- _Photo-based referring expression data_
____
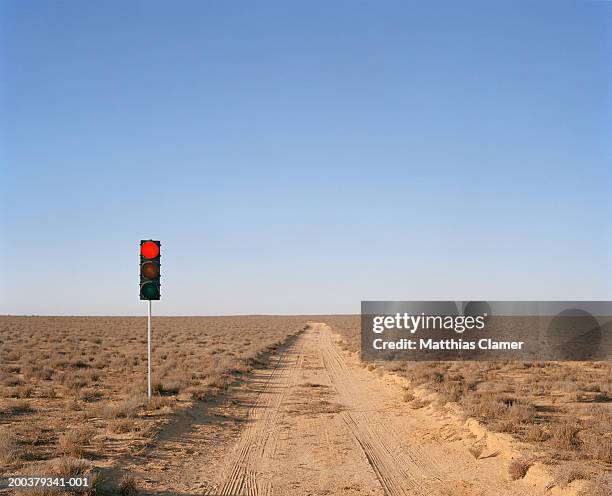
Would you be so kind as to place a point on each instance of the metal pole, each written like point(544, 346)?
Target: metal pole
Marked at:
point(149, 354)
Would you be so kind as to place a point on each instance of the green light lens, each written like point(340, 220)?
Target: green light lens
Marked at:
point(150, 291)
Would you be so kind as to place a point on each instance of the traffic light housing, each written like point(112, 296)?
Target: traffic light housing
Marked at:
point(149, 269)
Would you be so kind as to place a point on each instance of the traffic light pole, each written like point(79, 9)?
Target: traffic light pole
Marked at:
point(149, 354)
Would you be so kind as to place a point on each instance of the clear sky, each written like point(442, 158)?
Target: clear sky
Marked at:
____
- _Exercise_
Count every line of the entries that holds the string "each". Please answer with the count alone.

- _Result for this task_
5